Input material >>
"""

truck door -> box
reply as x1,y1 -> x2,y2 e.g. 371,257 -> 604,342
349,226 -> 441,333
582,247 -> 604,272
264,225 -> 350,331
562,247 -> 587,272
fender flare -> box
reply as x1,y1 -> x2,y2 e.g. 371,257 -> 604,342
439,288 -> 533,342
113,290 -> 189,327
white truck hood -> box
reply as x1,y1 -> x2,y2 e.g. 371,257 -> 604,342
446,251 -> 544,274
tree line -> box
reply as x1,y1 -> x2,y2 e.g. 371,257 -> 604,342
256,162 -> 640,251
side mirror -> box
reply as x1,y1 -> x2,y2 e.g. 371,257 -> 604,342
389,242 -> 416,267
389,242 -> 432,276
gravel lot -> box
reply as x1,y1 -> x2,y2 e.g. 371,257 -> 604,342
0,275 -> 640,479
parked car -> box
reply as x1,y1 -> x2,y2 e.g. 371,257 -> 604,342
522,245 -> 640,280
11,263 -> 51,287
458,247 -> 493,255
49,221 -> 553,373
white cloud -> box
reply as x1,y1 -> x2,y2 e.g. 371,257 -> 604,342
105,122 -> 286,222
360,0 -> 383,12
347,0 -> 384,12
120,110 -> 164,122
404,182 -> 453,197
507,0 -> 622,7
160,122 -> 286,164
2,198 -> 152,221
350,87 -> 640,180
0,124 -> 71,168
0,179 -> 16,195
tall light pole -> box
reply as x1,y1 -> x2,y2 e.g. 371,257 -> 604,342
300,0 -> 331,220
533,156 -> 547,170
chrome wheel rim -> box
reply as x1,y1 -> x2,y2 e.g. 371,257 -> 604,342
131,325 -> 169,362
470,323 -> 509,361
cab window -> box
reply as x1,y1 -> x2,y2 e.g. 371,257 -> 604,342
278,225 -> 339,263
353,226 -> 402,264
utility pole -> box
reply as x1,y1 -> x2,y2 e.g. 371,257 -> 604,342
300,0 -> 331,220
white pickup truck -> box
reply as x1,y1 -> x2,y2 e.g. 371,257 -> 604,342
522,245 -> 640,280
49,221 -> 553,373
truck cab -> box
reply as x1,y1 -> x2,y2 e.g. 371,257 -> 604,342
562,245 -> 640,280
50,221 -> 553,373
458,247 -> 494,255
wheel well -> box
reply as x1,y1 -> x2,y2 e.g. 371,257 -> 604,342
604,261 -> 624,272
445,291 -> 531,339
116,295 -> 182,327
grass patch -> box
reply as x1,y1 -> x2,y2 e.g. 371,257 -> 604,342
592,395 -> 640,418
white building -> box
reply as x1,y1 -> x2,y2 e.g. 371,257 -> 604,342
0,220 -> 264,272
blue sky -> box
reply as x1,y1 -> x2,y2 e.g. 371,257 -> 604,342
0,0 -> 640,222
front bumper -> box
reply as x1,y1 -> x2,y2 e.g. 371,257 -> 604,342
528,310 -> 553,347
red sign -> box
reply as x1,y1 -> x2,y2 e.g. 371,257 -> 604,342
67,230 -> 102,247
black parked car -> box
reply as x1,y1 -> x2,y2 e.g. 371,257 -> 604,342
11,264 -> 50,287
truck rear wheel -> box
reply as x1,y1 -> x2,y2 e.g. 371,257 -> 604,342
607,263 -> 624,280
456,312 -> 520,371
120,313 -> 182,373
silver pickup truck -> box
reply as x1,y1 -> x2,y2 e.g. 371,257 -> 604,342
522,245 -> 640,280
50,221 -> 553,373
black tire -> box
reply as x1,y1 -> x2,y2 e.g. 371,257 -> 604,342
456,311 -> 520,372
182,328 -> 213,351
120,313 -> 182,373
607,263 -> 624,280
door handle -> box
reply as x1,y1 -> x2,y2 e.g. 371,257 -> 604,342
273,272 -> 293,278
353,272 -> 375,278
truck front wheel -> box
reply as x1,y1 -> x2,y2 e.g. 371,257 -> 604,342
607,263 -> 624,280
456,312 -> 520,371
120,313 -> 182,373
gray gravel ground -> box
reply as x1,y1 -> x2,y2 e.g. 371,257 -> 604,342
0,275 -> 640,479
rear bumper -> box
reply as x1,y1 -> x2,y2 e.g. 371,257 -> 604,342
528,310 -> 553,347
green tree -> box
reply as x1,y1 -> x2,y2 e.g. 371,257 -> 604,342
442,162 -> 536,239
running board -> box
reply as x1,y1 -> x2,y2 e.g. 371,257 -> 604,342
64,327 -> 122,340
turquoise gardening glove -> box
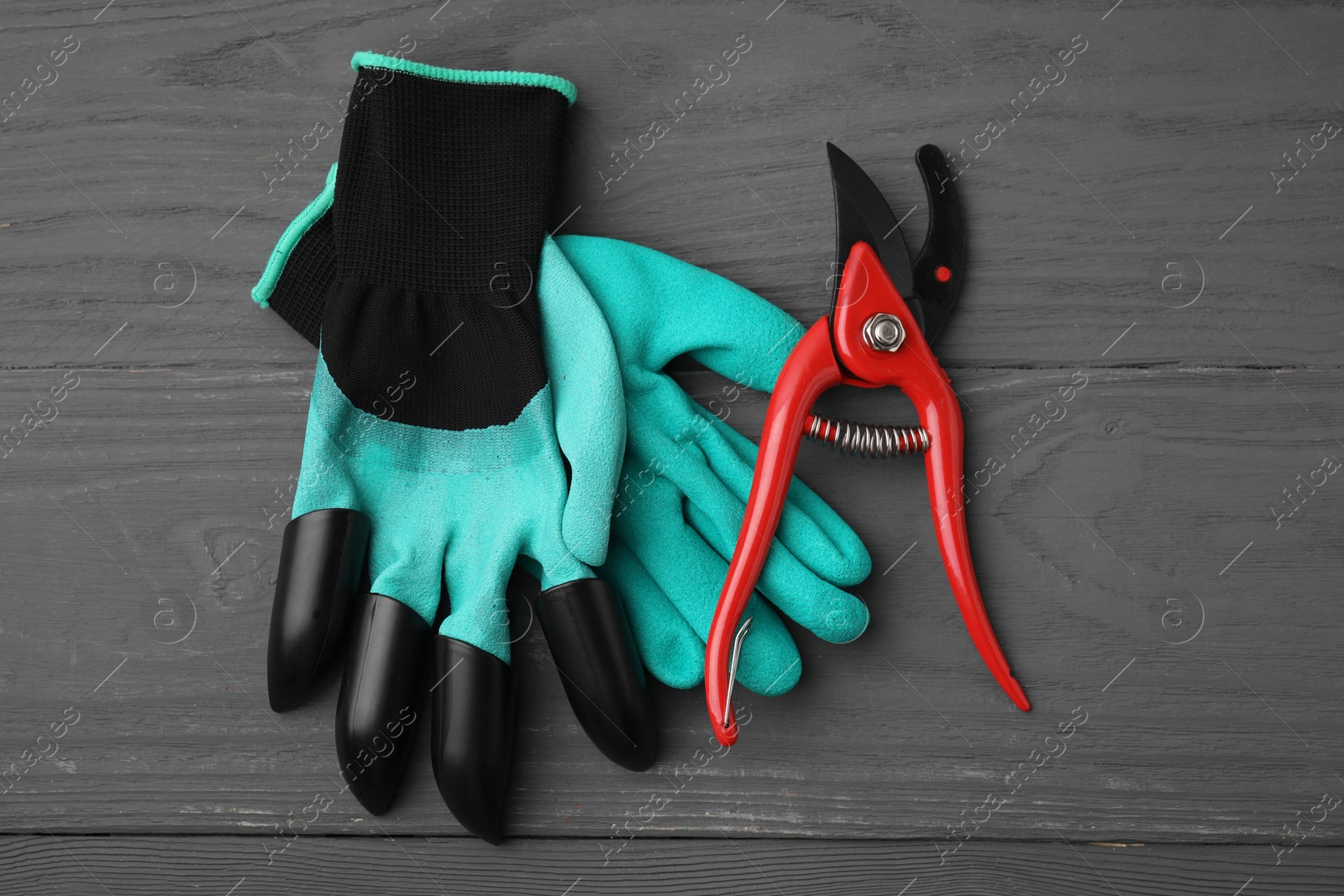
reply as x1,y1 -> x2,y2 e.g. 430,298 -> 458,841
253,52 -> 657,842
555,237 -> 872,696
260,180 -> 872,696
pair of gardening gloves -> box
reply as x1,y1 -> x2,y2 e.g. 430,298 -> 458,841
253,52 -> 871,842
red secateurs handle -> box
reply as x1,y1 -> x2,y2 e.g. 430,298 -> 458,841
704,242 -> 1031,746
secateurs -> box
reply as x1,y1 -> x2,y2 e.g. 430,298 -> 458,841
704,144 -> 1031,746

"""

Render all of the material above as a numbered list, one line per item, with blank lines dropped and the pictures left out.

Task solution >>
1. truck door -> box
2. reply as x1,y1 -> x2,y2 e.g. 371,257 -> 604,342
3. 349,226 -> 441,333
4. 582,247 -> 604,272
5. 264,225 -> 350,331
6. 562,247 -> 587,272
7. fender flare -> box
8. reply as x1,y1 -> x2,y2 e.g. 371,257 -> 604,342
9. 439,288 -> 533,342
10. 113,290 -> 189,327
11. white truck hood -> box
12. reply as x1,y1 -> x2,y2 e.g. 371,257 -> 604,342
13. 446,251 -> 544,274
14. tree line -> box
15. reply as x1,y1 -> x2,y2 e.g. 371,257 -> 604,342
16. 256,162 -> 640,251
17. side mirror -> box
18. reply as x1,y1 -> x2,y2 e.g. 371,257 -> 604,342
19. 389,242 -> 416,267
20. 389,242 -> 432,276
21. gravel lot -> box
22. reply as x1,y1 -> x2,y2 e.g. 371,257 -> 604,342
23. 0,275 -> 640,479
24. parked car -> box
25. reply as x1,y1 -> x2,y2 e.g. 371,257 -> 604,342
26. 522,245 -> 640,280
27. 11,263 -> 51,287
28. 458,247 -> 493,255
29. 49,221 -> 553,373
30. white cloud -> box
31. reply as x1,y1 -> x2,y2 e.g. 371,257 -> 604,342
32. 105,122 -> 286,222
33. 360,0 -> 383,12
34. 347,0 -> 384,12
35. 120,110 -> 164,122
36. 404,182 -> 453,197
37. 507,0 -> 622,7
38. 160,122 -> 286,164
39. 2,198 -> 152,221
40. 350,87 -> 640,180
41. 0,124 -> 71,168
42. 0,179 -> 16,195
43. tall light pole -> box
44. reply as x1,y1 -> x2,y2 e.g. 371,257 -> 604,342
45. 300,0 -> 331,220
46. 533,156 -> 547,170
47. chrome wheel rim -> box
48. reply as x1,y1 -> x2,y2 e.g. 371,257 -> 604,342
49. 131,325 -> 169,362
50. 470,323 -> 509,361
51. cab window -> box
52. reply as x1,y1 -> x2,y2 e.g. 371,257 -> 604,342
53. 278,225 -> 339,263
54. 353,226 -> 402,264
55. utility pole -> box
56. reply as x1,y1 -> x2,y2 e.g. 371,257 -> 604,342
57. 300,0 -> 331,220
58. white pickup truck -> box
59. reply as x1,y1 -> x2,y2 e.g. 371,257 -> 604,342
60. 522,245 -> 640,280
61. 49,221 -> 553,373
62. truck cab -> box
63. reply as x1,y1 -> x2,y2 e.g. 371,257 -> 604,342
64. 562,245 -> 640,280
65. 50,221 -> 553,373
66. 458,247 -> 494,255
67. wheel well -> box
68. reply as x1,y1 -> x2,y2 e.g. 371,257 -> 604,342
69. 604,261 -> 624,272
70. 445,291 -> 531,339
71. 116,295 -> 182,327
72. grass patch -> box
73. reply as x1,y1 -> x2,y2 e.g. 371,257 -> 604,342
74. 592,395 -> 640,418
75. white building -> box
76. reply as x1,y1 -> x2,y2 e.g. 371,257 -> 604,342
77. 0,220 -> 264,272
78. blue sky -> box
79. reply as x1,y1 -> x2,y2 e.g. 371,257 -> 604,342
80. 0,0 -> 640,222
81. front bumper -> box
82. reply as x1,y1 -> x2,y2 e.g. 371,257 -> 604,342
83. 528,310 -> 553,347
84. red sign -> box
85. reply as x1,y1 -> x2,y2 e.g. 371,257 -> 604,342
86. 67,230 -> 102,247
87. black parked car -> box
88. reply as x1,y1 -> x2,y2 e.g. 371,257 -> 604,342
89. 11,264 -> 50,287
90. truck rear wheel -> box
91. reply as x1,y1 -> x2,y2 e.g. 371,257 -> 604,342
92. 607,263 -> 624,280
93. 456,312 -> 520,371
94. 120,313 -> 182,373
95. silver pickup truck -> box
96. reply as x1,y1 -> x2,y2 e.g. 371,257 -> 604,342
97. 522,245 -> 640,280
98. 50,221 -> 553,373
99. black tire -> box
100. reply as x1,y1 -> x2,y2 e.g. 371,257 -> 604,342
101. 456,311 -> 520,372
102. 182,328 -> 213,351
103. 120,313 -> 182,373
104. 607,263 -> 624,280
105. door handle -> box
106. reply as x1,y1 -> x2,y2 e.g. 371,257 -> 604,342
107. 273,272 -> 293,278
108. 353,272 -> 375,278
109. truck front wheel -> box
110. reply as x1,y1 -> x2,y2 e.g. 371,257 -> 604,342
111. 607,263 -> 624,280
112. 456,312 -> 520,371
113. 120,313 -> 182,373
114. gray gravel ground -> box
115. reply as x1,y1 -> x2,y2 e.g. 371,257 -> 604,342
116. 0,275 -> 640,479
117. rear bumper -> box
118. reply as x1,y1 -> x2,y2 e.g. 371,257 -> 604,342
119. 528,310 -> 553,347
120. green tree -> box
121. reply as x1,y1 -> x2,y2 e.g. 371,257 -> 604,342
122. 442,162 -> 536,239
123. running board -> box
124. reply as x1,y1 -> x2,y2 e.g. 371,257 -> 604,342
125. 64,327 -> 122,340
126. turquoise gardening glove -> box
127. reply as x1,y1 -> x2,y2 e.g. 430,298 -> 458,841
128. 253,52 -> 657,842
129. 555,237 -> 872,696
130. 260,180 -> 872,696
131. pair of gardening gloves -> box
132. reply as x1,y1 -> x2,y2 e.g. 430,298 -> 458,841
133. 253,52 -> 871,842
134. red secateurs handle -> box
135. reply as x1,y1 -> x2,y2 e.g. 430,298 -> 458,841
136. 704,242 -> 1031,746
137. secateurs -> box
138. reply as x1,y1 -> x2,y2 e.g. 430,298 -> 458,841
139. 704,144 -> 1031,746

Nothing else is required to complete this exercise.